- **PAGE EXTRACT**:

────────────────

Some of the country's most powerful business leaders are demanding the government lay out its COVID-19 plan, including how it is measuring its current strategy and its plans to get the border open.
The group includes the chairs of Auckland Airport, The Warehouse and SkyCity.
The group is calling for clarity and openness, saying the details need to be made available beyond government circles.
Mercury chair Prue Flacks said major New Zealand businesses would welcome the opportunity to assist the government in its longer-term planning.
"We've seen the open and transparent approach taken by Australia on its vaccine roll-out plan, the launch last week by the United Kingdom government of a clear plan to manage a path out of its current lockdown and the ongoing success in Taiwan of avoiding lockdowns through using technology to manage home isolation.
"It will be beneficial for all New Zealand if the Ministry of Health and other agencies take an open and transparent approach to the development of a path towards sustainable virus management."
Specifically the group has asked for a clear explanation of the key metrics, thresholds and milestones officials are tracking to judge the government's performance.
It wanted more information about New Zealand's vaccine contracts, including when they are arriving, how many and who will get them.
It also wanted the country's testing capacity and strategy, including any plans for enhanced community, workplace and surge testing options, the inclusion of additional testing technology such as saliva PCR tests and any other changes to the testing regime, published.
And it wanted to know about any plans for a more automated approach to tracking and tracing, including health passports and other technology.
Rob Campbell, who chairs SkyCity, Tourism Holdings and Summerset, and is chancellor of Auckland University of Technology, said it was time to prepare for a future which managed COVID-19.
This included government transparency in the plan to open the border to allow business to connect with customers, international students to return and safe travel to Australia and the Pacific Islands.

────────────────

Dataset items
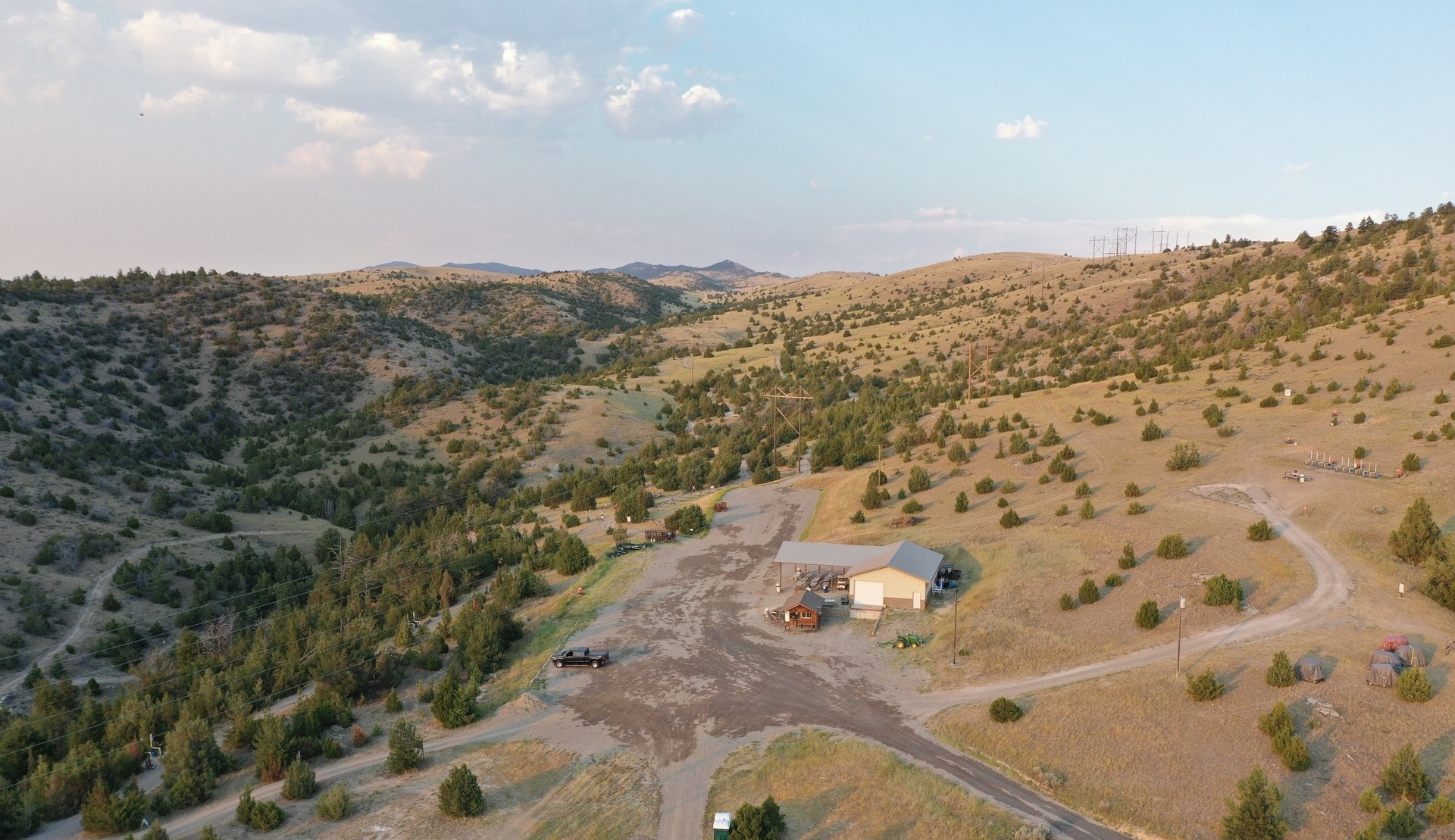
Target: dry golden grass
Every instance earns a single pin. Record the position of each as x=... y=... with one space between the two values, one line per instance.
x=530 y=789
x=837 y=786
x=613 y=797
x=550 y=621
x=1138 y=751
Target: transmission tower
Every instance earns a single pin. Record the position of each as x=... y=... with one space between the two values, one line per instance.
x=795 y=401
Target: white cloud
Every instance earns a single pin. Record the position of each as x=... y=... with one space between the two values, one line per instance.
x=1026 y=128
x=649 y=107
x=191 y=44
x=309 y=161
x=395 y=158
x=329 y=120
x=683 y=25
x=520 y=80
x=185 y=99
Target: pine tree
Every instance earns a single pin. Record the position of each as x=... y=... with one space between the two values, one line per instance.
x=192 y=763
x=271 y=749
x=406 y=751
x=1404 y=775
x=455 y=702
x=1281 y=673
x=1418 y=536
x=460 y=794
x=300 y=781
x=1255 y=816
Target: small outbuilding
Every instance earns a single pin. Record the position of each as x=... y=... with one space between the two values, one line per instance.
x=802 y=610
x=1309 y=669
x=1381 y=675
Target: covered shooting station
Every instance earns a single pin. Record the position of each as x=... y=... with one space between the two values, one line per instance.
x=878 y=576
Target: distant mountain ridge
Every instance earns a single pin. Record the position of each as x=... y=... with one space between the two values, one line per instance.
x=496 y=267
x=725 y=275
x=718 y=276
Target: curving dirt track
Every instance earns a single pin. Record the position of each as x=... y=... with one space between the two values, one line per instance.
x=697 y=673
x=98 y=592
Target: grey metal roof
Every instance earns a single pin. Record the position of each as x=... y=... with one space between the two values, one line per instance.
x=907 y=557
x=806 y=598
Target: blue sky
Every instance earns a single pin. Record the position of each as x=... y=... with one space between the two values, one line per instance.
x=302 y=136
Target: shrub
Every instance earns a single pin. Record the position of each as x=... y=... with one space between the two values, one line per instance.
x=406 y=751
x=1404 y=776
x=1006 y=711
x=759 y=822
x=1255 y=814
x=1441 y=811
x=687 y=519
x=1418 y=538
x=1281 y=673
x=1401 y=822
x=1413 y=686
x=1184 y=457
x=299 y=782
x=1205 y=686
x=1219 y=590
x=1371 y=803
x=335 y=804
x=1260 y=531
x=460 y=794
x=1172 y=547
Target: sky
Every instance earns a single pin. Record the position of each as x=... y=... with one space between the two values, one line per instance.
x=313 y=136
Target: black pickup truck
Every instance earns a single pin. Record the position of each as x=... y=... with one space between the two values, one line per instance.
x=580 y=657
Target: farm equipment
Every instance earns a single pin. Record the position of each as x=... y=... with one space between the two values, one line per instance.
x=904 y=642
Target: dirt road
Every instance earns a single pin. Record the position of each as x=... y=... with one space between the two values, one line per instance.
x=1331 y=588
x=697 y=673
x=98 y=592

────────────────

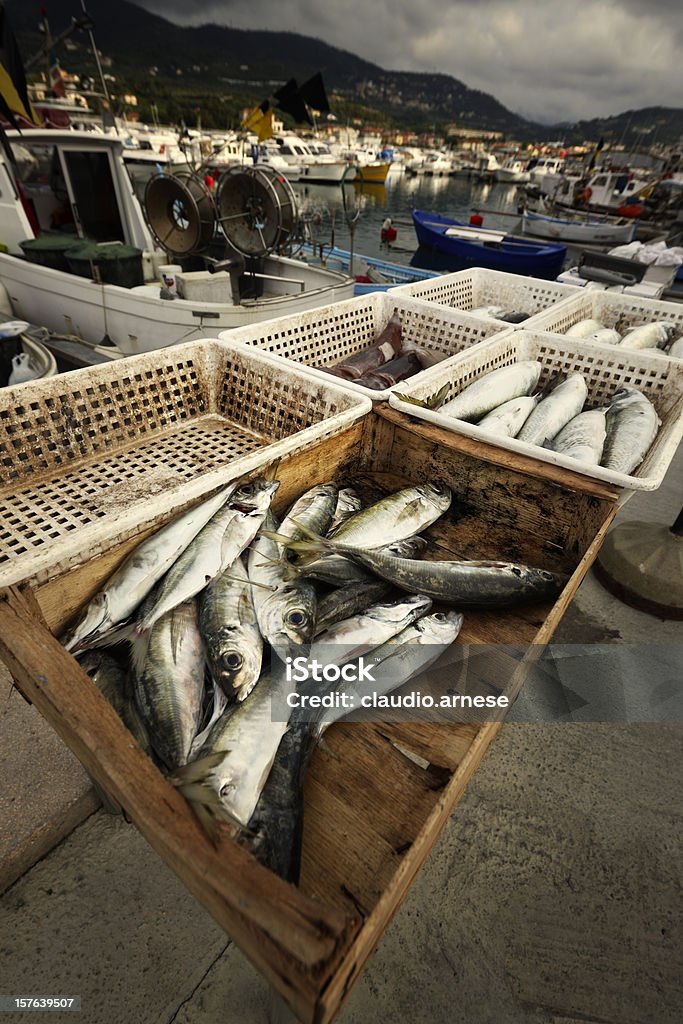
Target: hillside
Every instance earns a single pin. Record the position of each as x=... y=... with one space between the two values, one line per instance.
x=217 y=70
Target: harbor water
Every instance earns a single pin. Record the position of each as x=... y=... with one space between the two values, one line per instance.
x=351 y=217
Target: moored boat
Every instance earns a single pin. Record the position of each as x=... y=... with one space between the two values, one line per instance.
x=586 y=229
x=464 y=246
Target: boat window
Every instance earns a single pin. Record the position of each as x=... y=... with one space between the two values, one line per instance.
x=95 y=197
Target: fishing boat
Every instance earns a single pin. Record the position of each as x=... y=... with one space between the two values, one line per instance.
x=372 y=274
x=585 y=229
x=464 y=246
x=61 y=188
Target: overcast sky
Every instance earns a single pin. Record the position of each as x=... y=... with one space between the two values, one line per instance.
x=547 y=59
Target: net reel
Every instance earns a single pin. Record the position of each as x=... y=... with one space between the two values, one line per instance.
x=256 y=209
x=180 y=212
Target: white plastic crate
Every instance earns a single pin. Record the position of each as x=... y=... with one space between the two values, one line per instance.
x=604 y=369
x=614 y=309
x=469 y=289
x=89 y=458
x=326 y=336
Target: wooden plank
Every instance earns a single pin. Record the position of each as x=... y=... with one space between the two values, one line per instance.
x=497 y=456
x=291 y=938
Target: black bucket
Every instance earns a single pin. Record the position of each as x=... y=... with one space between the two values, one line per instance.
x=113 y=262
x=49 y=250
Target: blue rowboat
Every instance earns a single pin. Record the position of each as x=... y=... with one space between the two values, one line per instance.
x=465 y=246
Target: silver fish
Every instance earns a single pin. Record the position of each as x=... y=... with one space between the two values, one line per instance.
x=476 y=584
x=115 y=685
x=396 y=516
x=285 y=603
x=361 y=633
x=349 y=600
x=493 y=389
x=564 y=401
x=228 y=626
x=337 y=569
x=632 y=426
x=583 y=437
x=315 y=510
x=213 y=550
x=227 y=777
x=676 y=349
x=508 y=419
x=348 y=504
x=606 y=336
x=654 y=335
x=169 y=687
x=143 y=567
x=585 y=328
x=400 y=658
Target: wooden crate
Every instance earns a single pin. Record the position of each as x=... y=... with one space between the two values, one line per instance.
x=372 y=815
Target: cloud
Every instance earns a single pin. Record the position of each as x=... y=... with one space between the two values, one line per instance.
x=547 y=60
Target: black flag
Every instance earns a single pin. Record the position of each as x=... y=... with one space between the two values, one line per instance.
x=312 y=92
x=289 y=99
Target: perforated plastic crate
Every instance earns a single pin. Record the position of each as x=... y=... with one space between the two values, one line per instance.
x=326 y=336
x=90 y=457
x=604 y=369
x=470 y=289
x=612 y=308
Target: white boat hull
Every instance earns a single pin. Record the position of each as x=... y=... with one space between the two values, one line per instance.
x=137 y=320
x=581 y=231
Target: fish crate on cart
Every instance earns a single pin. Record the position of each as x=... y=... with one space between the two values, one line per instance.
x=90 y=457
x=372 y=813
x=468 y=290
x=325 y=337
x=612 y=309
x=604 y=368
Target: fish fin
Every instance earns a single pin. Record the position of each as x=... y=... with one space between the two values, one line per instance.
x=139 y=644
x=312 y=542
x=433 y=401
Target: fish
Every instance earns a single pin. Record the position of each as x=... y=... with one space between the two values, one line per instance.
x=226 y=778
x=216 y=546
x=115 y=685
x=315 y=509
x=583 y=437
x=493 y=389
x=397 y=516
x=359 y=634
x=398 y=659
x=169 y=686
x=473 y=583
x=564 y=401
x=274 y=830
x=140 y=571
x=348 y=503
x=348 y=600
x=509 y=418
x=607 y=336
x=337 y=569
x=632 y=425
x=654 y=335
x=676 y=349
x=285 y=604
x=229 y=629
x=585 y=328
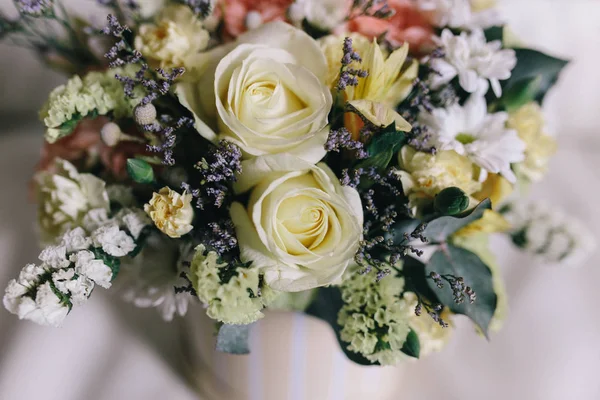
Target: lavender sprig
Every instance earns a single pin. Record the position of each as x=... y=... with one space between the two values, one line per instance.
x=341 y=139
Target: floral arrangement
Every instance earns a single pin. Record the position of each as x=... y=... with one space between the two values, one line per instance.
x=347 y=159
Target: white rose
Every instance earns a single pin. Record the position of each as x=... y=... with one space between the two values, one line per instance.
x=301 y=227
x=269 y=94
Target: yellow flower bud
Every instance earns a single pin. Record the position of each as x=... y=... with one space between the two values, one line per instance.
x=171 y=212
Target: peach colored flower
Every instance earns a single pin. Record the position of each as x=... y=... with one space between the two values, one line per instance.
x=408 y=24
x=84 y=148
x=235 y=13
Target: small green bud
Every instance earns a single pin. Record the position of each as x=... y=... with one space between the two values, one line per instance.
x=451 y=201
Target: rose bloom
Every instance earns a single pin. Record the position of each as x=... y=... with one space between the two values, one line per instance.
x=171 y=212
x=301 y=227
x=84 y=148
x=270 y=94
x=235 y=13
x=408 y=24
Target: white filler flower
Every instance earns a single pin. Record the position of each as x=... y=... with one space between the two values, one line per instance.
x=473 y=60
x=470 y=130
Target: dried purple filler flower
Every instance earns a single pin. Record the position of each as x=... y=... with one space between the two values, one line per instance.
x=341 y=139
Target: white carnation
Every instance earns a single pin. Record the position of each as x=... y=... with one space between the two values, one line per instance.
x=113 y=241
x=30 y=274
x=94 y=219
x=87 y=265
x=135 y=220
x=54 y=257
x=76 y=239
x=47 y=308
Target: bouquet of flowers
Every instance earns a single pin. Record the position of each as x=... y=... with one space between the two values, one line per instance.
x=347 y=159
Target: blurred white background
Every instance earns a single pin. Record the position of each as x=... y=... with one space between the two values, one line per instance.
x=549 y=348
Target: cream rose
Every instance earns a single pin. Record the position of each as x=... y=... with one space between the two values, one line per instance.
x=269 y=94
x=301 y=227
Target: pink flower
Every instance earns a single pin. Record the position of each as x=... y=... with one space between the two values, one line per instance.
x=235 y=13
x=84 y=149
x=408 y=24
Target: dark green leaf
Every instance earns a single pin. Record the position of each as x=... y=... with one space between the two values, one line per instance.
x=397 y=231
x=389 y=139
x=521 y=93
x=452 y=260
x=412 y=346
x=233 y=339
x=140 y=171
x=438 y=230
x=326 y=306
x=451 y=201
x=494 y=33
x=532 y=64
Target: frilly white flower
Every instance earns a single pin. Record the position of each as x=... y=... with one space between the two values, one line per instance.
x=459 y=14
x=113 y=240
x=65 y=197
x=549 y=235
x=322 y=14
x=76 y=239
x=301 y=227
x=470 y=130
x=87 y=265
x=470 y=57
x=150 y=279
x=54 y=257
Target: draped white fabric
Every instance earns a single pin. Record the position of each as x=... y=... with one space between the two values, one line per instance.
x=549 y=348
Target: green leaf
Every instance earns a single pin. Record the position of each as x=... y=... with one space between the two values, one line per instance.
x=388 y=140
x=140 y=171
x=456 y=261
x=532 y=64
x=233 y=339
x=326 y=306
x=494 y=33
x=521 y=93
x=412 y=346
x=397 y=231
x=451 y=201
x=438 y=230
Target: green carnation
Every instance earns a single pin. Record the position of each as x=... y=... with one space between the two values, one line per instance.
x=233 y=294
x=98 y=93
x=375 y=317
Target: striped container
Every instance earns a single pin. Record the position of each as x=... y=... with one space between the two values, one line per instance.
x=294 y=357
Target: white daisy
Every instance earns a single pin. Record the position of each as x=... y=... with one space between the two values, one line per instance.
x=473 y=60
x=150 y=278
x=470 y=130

────────────────

- **EXERCISE REQUIREMENTS**:
• A. Summarize the article on business leaders' call for a COVID-19 plan in two sentences.
• B. Continue the article on business leaders' call for a COVID-19 plan, starting after its final sentence.

- **REPLIES**:
• A. Some of New Zealand's most powerful business leaders, including the chairs of Auckland Airport, The Warehouse and SkyCity, are demanding that the government lay out its COVID-19 plan, with clarity and openness beyond government circles. They want clear metrics, thresholds and milestones, information on vaccine contracts, the publication of testing capacity and strategy, details of any automated tracking and tracing plans, and transparency on the plan to open the border.

• B.
Auckland Airport and Chorus chair Patrick Strange said the most recent community cases proved the virus was now firmly part of how New Zealanders lived and worked.
"While widespread vaccination will mean the pandemic phase will pass, the virus will continue to be a risk that threatens poor health outcomes and overwhelming the health system.
"As a group we share the strong desire of the New Zealand business community to support the country's response to COVID-19 in any way we can."
Strange told Morning Report the business leaders strongly supported the government's efforts but wanted more information on a long-term strategy.
He said one example was saliva testing, which several private companies were using and the Ministry of Health was looking at it. "But we don't have the information. Well, this is months on - we needed to have a strategy when that strong recommendation was made and all work together on it and we'd all be in a better place."
Strange said COVID-19 would not be eliminated worldwide, and New Zealand was going to have to manage it. More investment was needed "right now" in better tracking and tracing technology.
"What we're trying to do is to get into a better place in a year, so we're not just in a foxhole, fighting, still having the battle - we've actually won the war."